=== Page text ===

If you have financial interests in foreign bank accounts or other foreign financial accounts or assets, you may be required to file a FBAR, Form 8938, or both. Depending on your holdings, you may be required to file both forms, so check the filing requirements for both. Failure to file a required form may result in substantial penalties.

FBAR. A Report of Foreign Bank and Financial Accounts, generally referred to as the “FBAR”, must be filed if you have a financial interest in or signature authority over foreign bank or other financial accounts and the aggregate value of the accounts at any time during the year exceeds $10,000. The annual report is FinCEN Form 114, which is filed electronically with the Treasury Department. FinCEN is the Treasury’s Financial Crimes Enforcement Network.

The FBAR, if required, is not filed with your income tax return. For 2017 foreign holdings, the FBAR report is due on April 17, 2018. The report is filed with the Treasury Department separately from the income tax return. There is an automatic 6-month filing extension for FinCEN Form 114; no form needs to be filed to obtain the extension.

In Part III of Schedule B (Form 1040 or 1040A) you must tell the IRS if you had a financial interest in or signature interest over a financial account located in a foreign country. If you answer yes, you are directed to the FBAR instructions to determine if you must file the form, and if you are required to file the FBAR, you are asked to enter the name of the foreign country where the financial account is located.

Penalties. If you are required to file a FBAR and fail to do so, a civil penalty of up to $12,459 per violation (this amount is subject to inflation adjustments) may be imposed if the violation was not willful. The penalty may be waived if there was reasonable cause for the failure and a FBAR is properly filed. For a willful failure to file, the civil penalty per violation can be up to the greater of $124,588 (this amount is subject to inflation adjustments) or 50% of the account balance at the time of the violation; criminal penalties may also apply.

Form 8938. Form 8938 must be filed with Form 1040 if you have specified foreign financial assets (SFFAs) at the end of the year in excess of the applicable threshold. SFFAs include, in addition to financial accounts maintained by foreign financial institutions, foreign stocks and securities, financial instruments or contracts issued by a foreign party, and interests in certain foreign estates, trusts, and partnerships. The Form 8938 instructions have detailed definitions of SFFAs and exceptions.

=== Directions ===
1) In the foreign-account filing text, when is the FBAR for 2017 foreign holdings due?
2) Translate this sentence from the foreign-account filing text into Spanish: "The report is filed with the Treasury Department separately from the income tax return."
3) Update the foreign-account filing text between "FBAR. A Report" and "obtain the extension.", inclusive, replacing "Treasury Department" with "Department of the Treasury".
The material after this text comes from a different source.

Dataset records on object locations

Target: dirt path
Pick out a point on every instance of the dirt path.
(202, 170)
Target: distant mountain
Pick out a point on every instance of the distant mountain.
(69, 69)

=== Problem solutions ===
1) April 17, 2018.

2) El informe se presenta ante el Departamento del Tesoro por separado de la declaración del impuesto sobre la renta.

3)
FBAR. A Report of Foreign Bank and Financial Accounts, generally referred to as the “FBAR”, must be filed if you have a financial interest in or signature authority over foreign bank or other financial accounts and the aggregate value of the accounts at any time during the year exceeds $10,000. The annual report is FinCEN Form 114, which is filed electronically with the Department of the Treasury. FinCEN is the Treasury’s Financial Crimes Enforcement Network.

The FBAR, if required, is not filed with your income tax return. For 2017 foreign holdings, the FBAR report is due on April 17, 2018. The report is filed with the Department of the Treasury separately from the income tax return. There is an automatic 6-month filing extension for FinCEN Form 114; no form needs to be filed to obtain the extension.